**Task**
Nothing but a number is wanted here: the tally of lines in the material below that include "this".

**Stored data**

▬▬▬

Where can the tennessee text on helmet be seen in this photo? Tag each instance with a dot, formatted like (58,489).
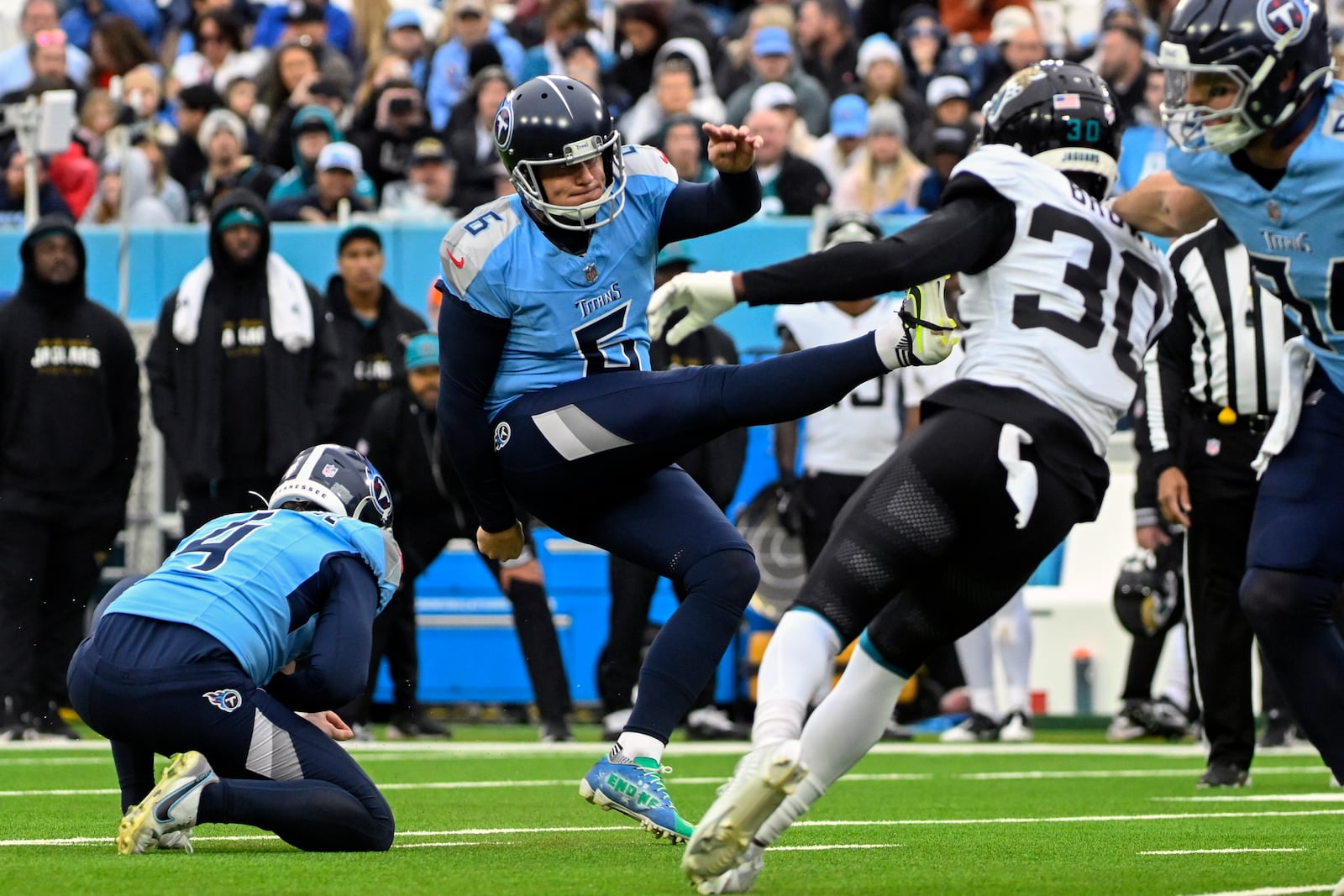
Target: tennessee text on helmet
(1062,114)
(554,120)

▬▬▬

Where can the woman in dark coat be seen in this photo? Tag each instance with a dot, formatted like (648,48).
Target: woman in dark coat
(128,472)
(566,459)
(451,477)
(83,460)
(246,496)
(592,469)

▬▬▬

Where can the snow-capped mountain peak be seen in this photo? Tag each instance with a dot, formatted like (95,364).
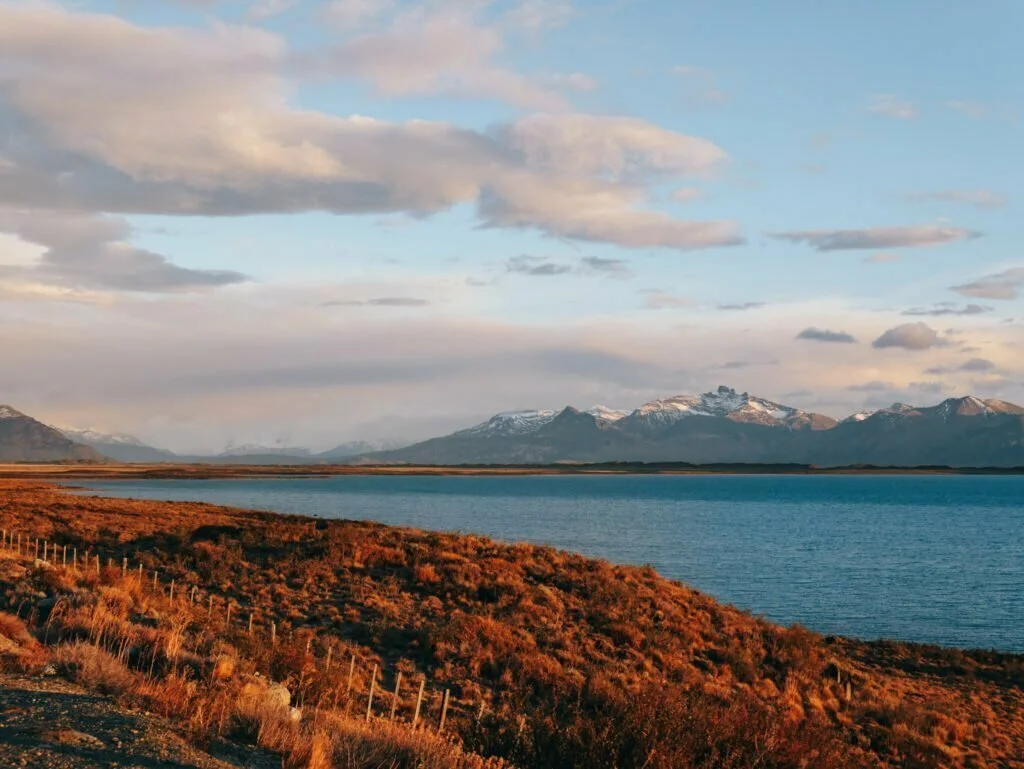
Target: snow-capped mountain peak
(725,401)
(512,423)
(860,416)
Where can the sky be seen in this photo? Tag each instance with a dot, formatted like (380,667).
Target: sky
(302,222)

▬▬▬

**Answer to the problem**
4